Set down exactly, and only, the lines from the one with "If you could spot the white baseball" to the final line of the entries, both included.
########
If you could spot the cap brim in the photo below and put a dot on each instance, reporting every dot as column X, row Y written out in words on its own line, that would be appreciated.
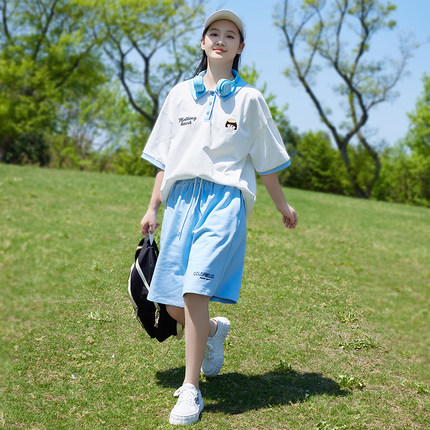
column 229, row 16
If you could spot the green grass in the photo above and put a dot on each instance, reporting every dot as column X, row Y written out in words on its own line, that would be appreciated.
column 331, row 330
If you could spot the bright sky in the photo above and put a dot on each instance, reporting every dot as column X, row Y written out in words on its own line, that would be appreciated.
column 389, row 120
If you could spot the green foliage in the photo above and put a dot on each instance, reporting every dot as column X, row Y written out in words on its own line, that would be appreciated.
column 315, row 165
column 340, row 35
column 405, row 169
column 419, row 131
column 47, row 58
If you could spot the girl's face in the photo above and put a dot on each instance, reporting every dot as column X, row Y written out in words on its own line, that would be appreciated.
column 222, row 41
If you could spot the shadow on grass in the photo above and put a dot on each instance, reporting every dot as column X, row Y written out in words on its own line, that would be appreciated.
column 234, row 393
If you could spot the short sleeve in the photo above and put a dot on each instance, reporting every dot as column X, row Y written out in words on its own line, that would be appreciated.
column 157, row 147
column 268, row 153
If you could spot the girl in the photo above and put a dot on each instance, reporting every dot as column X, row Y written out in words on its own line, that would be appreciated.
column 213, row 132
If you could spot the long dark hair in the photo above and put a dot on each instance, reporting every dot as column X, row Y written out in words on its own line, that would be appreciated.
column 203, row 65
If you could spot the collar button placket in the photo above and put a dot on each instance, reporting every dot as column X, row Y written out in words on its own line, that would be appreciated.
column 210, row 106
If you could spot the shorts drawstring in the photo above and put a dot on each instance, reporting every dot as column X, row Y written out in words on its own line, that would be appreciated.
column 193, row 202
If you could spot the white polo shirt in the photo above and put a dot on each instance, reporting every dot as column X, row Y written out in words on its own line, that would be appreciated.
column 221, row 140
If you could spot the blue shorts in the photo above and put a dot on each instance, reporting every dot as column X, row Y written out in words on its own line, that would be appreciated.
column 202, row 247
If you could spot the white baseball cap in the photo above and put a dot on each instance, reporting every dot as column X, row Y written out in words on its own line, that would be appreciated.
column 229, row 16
########
== Written solution ==
If you could spot the white baseball cap in the photo above and put a dot on each instance, reporting every dot as column X, row Y written out in words on its own line, that would be appreciated.
column 229, row 16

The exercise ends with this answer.